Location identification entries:

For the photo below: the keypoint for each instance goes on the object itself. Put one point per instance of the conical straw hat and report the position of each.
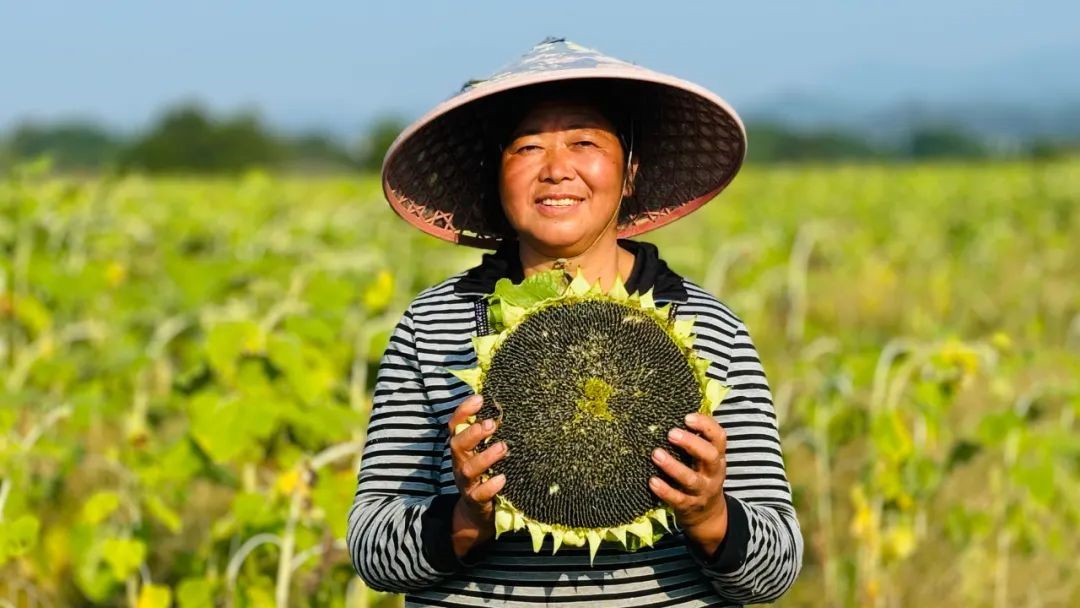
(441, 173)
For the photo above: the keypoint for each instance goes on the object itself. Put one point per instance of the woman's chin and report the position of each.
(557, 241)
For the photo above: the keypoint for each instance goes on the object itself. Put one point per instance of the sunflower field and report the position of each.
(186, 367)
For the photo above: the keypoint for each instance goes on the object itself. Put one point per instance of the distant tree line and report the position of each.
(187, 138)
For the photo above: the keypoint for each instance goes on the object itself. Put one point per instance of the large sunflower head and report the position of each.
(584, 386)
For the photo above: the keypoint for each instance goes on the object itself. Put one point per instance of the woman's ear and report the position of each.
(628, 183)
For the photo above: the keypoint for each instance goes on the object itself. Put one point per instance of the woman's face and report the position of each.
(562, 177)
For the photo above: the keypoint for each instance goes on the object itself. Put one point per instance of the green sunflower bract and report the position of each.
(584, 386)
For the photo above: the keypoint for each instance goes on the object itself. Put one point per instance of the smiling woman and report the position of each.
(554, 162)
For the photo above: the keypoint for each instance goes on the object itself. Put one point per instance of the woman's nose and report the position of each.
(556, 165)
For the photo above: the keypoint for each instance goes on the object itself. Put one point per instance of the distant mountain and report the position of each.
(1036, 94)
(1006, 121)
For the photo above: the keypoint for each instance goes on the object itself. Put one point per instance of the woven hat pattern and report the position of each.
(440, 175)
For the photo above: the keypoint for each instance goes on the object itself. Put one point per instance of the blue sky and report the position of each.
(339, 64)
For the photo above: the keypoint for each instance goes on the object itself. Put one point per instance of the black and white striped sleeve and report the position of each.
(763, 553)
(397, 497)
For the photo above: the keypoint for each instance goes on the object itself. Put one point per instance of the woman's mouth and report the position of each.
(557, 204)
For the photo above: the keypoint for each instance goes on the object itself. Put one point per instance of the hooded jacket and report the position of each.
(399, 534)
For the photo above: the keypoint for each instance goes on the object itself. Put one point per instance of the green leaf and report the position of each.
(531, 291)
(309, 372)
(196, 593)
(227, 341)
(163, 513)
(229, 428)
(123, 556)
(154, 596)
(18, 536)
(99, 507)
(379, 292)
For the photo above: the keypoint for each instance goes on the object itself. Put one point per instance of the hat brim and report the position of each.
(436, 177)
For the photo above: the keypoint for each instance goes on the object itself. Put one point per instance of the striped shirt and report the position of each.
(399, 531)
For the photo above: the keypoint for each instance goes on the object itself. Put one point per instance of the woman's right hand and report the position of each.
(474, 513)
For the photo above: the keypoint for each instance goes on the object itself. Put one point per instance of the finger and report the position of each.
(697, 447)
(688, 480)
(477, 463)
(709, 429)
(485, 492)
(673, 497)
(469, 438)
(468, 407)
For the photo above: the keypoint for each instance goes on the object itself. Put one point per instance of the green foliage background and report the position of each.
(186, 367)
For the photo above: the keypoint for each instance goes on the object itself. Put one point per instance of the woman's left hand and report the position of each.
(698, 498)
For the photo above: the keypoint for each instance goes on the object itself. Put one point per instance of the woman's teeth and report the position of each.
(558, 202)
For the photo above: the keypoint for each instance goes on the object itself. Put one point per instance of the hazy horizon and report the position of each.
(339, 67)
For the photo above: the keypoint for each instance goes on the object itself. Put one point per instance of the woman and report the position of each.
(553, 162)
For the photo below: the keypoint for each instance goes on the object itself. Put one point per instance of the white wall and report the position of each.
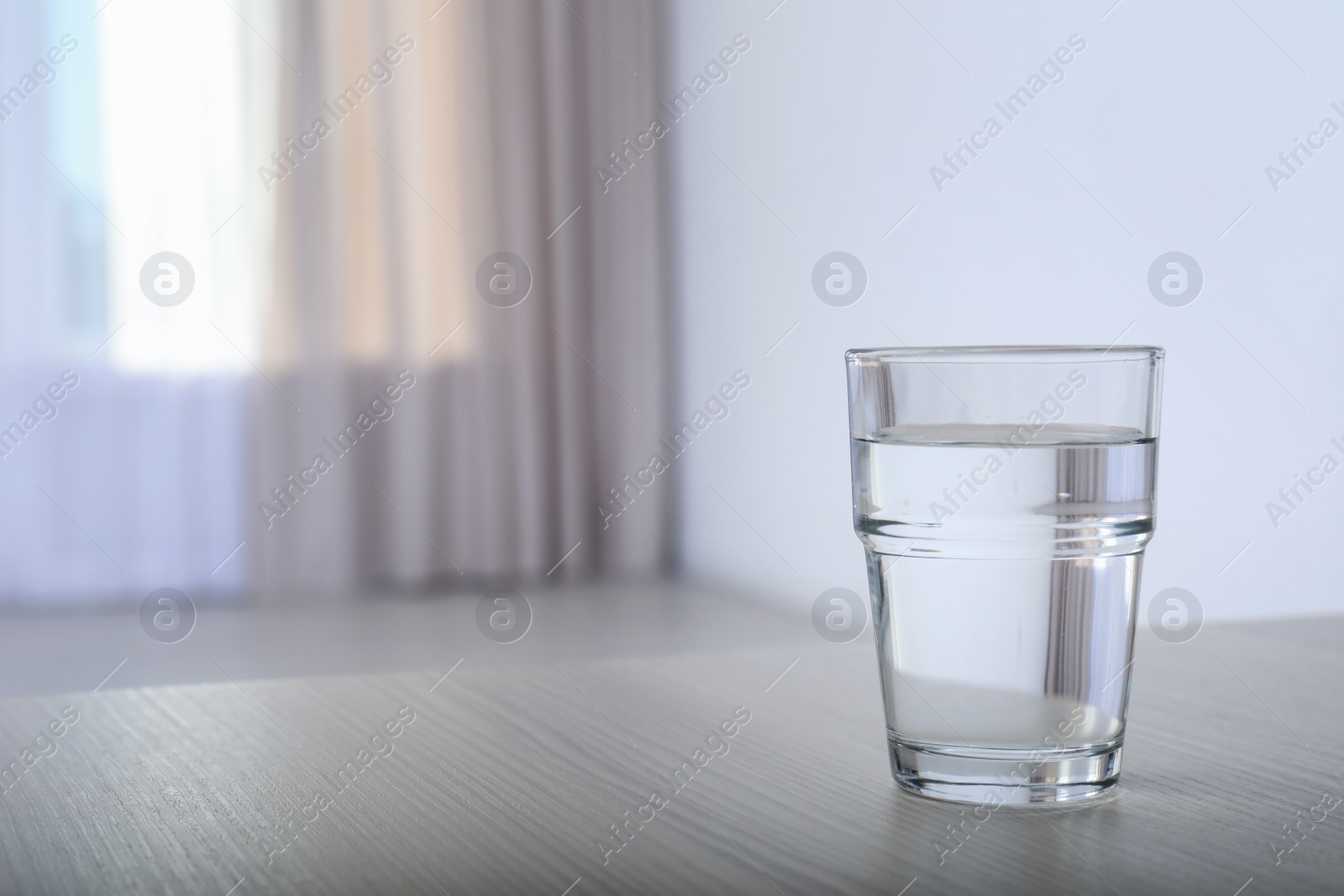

...

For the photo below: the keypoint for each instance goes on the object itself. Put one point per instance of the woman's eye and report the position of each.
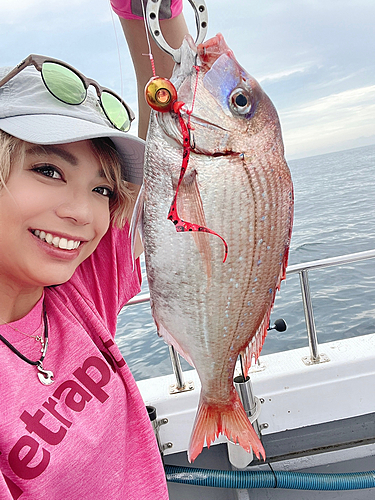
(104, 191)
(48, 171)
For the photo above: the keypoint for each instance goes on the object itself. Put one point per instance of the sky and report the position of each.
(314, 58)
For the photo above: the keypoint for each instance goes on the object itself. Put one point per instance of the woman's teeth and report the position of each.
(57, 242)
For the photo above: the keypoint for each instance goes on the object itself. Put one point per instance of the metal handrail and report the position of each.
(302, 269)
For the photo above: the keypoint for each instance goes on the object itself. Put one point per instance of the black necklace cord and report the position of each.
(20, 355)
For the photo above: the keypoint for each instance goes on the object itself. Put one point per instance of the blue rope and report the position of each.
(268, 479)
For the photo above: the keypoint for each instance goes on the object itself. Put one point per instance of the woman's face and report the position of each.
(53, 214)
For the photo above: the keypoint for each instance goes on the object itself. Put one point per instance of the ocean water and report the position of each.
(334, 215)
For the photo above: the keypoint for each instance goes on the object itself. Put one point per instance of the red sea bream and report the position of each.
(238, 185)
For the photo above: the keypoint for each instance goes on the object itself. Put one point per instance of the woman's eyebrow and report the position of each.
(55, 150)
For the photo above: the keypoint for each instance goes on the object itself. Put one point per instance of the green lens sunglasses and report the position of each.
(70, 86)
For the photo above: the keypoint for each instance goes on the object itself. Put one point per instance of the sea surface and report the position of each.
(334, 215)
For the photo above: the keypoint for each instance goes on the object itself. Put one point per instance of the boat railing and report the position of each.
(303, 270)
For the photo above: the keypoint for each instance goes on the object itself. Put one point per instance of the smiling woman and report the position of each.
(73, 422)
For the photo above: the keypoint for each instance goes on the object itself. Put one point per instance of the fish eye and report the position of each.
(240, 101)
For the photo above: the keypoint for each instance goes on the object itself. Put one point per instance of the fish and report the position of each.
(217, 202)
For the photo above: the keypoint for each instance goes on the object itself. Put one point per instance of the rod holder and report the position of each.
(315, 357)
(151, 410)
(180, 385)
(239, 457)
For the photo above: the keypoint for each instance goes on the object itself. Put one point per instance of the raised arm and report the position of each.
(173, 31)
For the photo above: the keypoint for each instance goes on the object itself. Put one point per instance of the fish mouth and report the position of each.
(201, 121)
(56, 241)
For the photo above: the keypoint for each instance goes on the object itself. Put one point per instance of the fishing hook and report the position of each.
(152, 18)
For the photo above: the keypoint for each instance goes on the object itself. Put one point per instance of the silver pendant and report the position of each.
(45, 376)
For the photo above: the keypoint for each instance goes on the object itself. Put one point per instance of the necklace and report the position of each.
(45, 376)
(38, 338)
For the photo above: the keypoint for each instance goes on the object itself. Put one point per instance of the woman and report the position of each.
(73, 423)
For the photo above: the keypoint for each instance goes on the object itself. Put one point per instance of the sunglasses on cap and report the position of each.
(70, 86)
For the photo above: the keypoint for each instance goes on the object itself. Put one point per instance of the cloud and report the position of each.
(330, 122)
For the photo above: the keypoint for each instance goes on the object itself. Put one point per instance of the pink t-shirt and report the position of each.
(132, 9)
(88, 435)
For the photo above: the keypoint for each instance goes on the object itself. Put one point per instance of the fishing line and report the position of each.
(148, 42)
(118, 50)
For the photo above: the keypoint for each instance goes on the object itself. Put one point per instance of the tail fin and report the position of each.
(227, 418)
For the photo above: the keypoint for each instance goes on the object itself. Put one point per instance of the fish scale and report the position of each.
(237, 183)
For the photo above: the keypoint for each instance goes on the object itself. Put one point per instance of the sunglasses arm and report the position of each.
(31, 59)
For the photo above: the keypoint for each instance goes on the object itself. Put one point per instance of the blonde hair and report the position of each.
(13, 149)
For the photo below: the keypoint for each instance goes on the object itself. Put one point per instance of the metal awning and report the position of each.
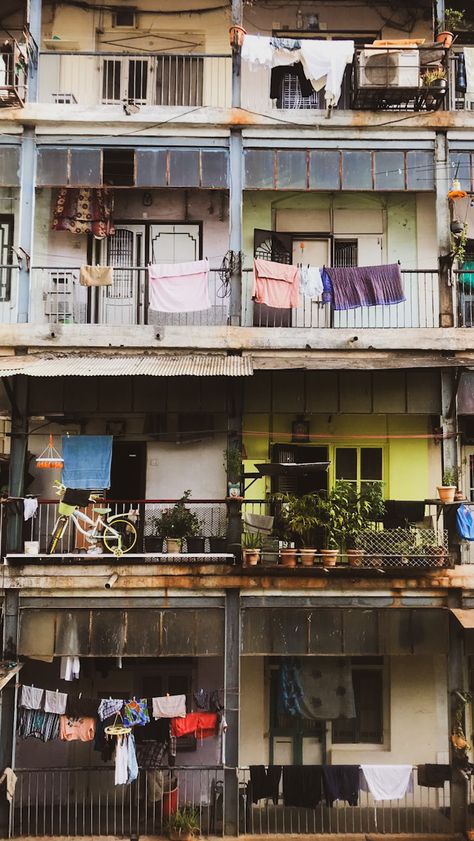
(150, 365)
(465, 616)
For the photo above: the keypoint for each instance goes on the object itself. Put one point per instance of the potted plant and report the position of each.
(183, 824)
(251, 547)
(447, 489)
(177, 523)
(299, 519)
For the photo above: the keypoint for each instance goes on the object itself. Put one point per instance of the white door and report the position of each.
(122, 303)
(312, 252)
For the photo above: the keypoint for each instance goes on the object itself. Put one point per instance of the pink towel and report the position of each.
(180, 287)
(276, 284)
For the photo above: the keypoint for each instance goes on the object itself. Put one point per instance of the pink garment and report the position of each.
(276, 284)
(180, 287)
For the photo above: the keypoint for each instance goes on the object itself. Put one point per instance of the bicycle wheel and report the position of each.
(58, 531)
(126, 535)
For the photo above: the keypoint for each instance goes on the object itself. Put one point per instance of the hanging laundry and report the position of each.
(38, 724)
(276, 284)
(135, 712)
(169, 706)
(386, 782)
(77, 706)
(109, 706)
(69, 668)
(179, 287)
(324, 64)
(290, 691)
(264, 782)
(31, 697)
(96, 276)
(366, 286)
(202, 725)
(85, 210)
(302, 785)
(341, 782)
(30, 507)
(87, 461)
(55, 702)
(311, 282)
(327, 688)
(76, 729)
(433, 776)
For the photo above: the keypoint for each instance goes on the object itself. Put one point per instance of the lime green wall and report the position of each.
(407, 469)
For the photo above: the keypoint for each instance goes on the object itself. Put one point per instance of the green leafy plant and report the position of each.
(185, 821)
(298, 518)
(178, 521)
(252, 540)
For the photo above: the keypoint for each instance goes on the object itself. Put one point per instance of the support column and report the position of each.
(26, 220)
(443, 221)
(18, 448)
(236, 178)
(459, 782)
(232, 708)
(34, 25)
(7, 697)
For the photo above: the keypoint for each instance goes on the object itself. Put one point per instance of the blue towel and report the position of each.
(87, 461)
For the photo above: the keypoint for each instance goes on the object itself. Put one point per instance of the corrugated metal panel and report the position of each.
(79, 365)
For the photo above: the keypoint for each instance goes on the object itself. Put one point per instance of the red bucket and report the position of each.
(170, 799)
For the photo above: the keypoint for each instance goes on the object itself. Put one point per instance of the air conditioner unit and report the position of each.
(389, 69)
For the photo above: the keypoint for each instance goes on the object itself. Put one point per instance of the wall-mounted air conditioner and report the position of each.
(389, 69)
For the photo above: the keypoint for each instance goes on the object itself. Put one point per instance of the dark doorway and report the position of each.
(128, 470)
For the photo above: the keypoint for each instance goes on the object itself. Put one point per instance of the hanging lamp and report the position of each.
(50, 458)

...

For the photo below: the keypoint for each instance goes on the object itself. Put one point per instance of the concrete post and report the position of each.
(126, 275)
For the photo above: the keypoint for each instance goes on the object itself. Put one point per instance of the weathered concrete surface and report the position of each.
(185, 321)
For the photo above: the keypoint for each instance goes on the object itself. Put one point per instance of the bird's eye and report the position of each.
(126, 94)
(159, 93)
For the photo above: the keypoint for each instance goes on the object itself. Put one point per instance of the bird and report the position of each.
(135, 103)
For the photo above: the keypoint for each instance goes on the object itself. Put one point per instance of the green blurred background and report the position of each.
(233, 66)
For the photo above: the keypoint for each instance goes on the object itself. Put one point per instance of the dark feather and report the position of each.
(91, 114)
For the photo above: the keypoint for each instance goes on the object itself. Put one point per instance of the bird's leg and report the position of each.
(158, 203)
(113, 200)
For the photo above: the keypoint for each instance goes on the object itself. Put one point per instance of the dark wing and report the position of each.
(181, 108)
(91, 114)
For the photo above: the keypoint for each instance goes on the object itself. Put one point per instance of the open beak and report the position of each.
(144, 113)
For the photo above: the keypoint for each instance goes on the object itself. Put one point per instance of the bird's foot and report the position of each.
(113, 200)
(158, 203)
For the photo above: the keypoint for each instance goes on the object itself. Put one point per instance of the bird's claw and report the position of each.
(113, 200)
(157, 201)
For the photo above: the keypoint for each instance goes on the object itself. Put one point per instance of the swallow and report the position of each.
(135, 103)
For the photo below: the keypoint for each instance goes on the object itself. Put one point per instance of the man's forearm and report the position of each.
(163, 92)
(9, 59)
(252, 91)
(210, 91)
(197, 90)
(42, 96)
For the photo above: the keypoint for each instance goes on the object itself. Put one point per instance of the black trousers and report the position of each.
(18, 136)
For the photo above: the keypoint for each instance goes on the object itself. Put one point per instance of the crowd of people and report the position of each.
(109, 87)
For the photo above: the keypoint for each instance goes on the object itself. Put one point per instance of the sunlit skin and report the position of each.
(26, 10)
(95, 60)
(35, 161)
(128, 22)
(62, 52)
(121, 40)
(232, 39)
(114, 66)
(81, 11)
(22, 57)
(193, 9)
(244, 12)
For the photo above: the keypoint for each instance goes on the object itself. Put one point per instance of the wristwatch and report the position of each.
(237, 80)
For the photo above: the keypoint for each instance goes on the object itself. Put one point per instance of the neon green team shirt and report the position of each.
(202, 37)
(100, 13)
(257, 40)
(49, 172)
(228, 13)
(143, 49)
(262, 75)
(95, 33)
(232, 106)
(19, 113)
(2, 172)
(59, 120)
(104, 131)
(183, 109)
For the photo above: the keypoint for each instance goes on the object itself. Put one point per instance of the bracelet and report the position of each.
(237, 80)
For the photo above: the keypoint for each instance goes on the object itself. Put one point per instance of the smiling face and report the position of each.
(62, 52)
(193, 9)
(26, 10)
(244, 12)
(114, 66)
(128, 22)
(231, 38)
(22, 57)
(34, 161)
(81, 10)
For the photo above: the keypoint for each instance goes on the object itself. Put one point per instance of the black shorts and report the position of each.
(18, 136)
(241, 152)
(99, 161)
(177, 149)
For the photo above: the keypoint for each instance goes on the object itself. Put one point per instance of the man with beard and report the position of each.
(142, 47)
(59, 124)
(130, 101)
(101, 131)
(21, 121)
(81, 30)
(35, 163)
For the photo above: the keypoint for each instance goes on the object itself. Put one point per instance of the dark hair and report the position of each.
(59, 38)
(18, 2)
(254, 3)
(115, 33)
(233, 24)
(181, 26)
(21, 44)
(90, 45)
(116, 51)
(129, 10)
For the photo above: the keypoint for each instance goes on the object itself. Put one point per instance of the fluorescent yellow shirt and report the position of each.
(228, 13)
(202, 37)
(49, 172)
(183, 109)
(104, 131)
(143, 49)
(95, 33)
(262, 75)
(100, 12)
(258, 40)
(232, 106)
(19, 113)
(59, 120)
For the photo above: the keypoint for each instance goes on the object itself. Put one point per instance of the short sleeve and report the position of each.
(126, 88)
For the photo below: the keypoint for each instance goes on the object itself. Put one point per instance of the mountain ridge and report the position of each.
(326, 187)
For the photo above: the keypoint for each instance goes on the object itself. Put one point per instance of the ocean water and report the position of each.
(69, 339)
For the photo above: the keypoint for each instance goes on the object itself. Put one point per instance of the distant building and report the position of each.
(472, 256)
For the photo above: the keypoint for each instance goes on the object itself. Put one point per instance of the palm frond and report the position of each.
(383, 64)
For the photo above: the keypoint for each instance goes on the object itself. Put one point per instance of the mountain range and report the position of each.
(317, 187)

**Aim of the task**. Report each line in the listing above that contains the string "striped". The match must be case-sensitive.

**Exercise answer**.
For the photo above: the keypoint for each instance goes on the object itself. Put one point per instance of the black and white striped sleeve and report the position of each.
For the photo above: the keypoint for each instance goes on the object itself. Put one point per instance of the striped shirt and report the position of each.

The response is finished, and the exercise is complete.